◆ Listed entries
**********
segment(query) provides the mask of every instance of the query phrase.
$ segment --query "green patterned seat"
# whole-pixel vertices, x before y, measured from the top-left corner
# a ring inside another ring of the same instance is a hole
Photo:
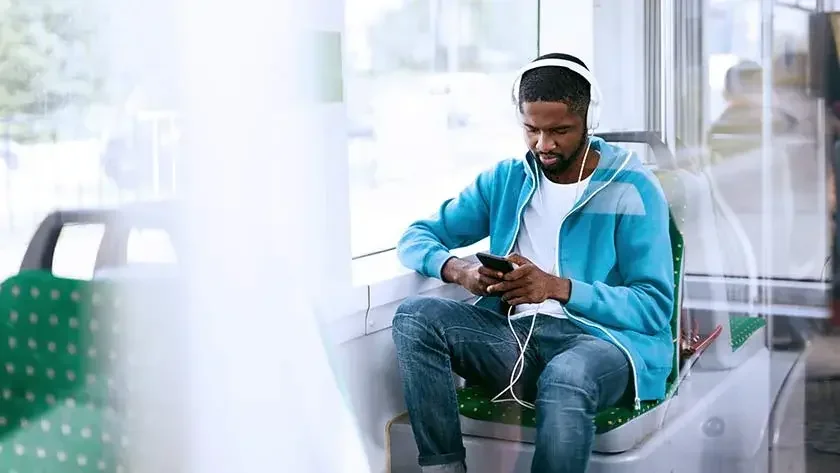
[[[729,316],[729,332],[731,334],[732,351],[737,351],[747,343],[754,333],[767,325],[765,319],[746,315]]]
[[[0,400],[3,412],[28,409],[29,401]],[[3,473],[127,471],[120,464],[125,439],[117,415],[98,406],[63,403],[33,416],[0,441]]]
[[[4,473],[122,471],[109,376],[116,325],[104,310],[113,292],[46,271],[0,285]]]
[[[673,215],[670,219],[671,250],[674,255],[674,288],[675,300],[674,311],[671,316],[671,332],[675,340],[674,363],[671,375],[668,377],[667,392],[671,393],[671,385],[676,382],[679,376],[679,333],[680,333],[680,307],[682,301],[682,269],[683,269],[683,236],[674,221]],[[534,427],[536,425],[535,412],[522,409],[516,403],[494,403],[490,399],[496,393],[490,393],[481,387],[468,386],[458,390],[458,404],[460,413],[469,419],[501,423],[511,426]],[[629,421],[642,416],[655,408],[662,401],[642,402],[641,409],[634,410],[633,406],[615,406],[599,412],[595,417],[595,428],[598,434],[603,434],[617,429]],[[463,423],[463,422],[462,422]]]
[[[523,409],[519,404],[513,402],[490,402],[490,399],[495,395],[496,393],[485,391],[476,386],[459,390],[458,403],[461,415],[486,422],[500,422],[532,428],[537,426],[536,411]],[[602,434],[615,429],[659,404],[659,401],[642,402],[642,408],[638,411],[633,410],[632,406],[604,409],[595,416],[595,433]]]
**********
◆ The task
Scan the entries above for the line containing "# whole-pixel vertices, x", and copy it and all lines after it exactly, down to and including the line containing "# a ring inside".

◆ Answer section
# whole-pixel vertices, x before y, measured from the top-left corner
# a ring inside another ring of the same instance is a hole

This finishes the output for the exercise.